_Brief_.
In the forum thread about the cockapoo puppy's color, what colors are the puppy's mother and father?
::: Source text
# Is my 6 week old Cockapoo Chocolate or Sable?



## ANovelIdea (Jul 12, 2020)

When my Cockapoo puppy was first born she had a light brown streak underneath her tail and a little bit on the side of her paw so my Breeder thought she was stable however those markings are now gone she’s more chocolate what do you think? do you think she’s actually a chocolate or a sable

please let me know your thoughts thank you so much


----------



## ANovelIdea (Jul 12, 2020)

My breeder said she is a Sable


----------



## Dano62 (Feb 2, 2021)

From the pictures, I'd say chocolate although with the fading poodle gene, there is a good chance she may fade to more of a cafe brown color. Beautiful puppy. Our puppy that we are picking up in 2 1/2 weeks is borderline red/dark apricot but I'm expecting her to lighten with time since most cockapoo owners that I know have seen their dogs lighten over time as opposed to darken.


----------



## ANovelIdea (Jul 12, 2020)

Dano62 said:


> From the pictures, I'd say chocolate although with the fading poodle gene, there is a good chance she may fade to more of a cafe brown color. Beautiful puppy. Our puppy that we are picking up in 2 1/2 weeks is borderline red/dark apricot but I'm expecting her to lighten with time since most cockapoo owners that I know have seen their dogs lighten over time as opposed to darken.


Thank you so very much for sharing your VERY helpful insight. I realize that with this particular breed, anything can happen. But I sure hope she stays chocolate! LOL I agree with you about the possibility of her turning into a cafe brown as her mom is apricot and dad is a very deep chocolate. I expected her to lighten up a little by now but instead the light areas turned dark chocolate which is why I was so confused when the breeder said Sable. But now the breeder isn't sure what she is as this is the first litter bred with this particular sire/dam.Thank you also for your kind words about her being beautiful. I think so too!. It seems as if we both will be picking up our puppies around the same time. Yay! Mine will be 8 weeks on February 25 but we'll probably pick her on on March 1st. I can't wait! Have you selected a name for your new puppy yet? My little girl will be named Daisy! 🌼


----------



## 2ndhandgal (Aug 29, 2011)

She is very beautiful - looks chocolate now but with the way they change so much could well end up different as she grows up - not long to go now!


----------



## ANovelIdea (Jul 12, 2020)

2ndhandgal said:


> She is very beautiful - looks chocolate now but with the way they change so much could well end up different as she grows up - not long to go now!


Thank you so very much!! That’s exactly what my breeder said. I’ve just never seen a Sable that was completely chocolate like this one....most have at least some coloring but I guess anything is possible. LOL


----------



## Dano62 (Feb 2, 2021)
::::::
::: Supplied information
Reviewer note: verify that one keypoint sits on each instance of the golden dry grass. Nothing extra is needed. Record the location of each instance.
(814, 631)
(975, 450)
::::::
_Worked solution_.
Her mother is apricot, and her father is a very deep chocolate.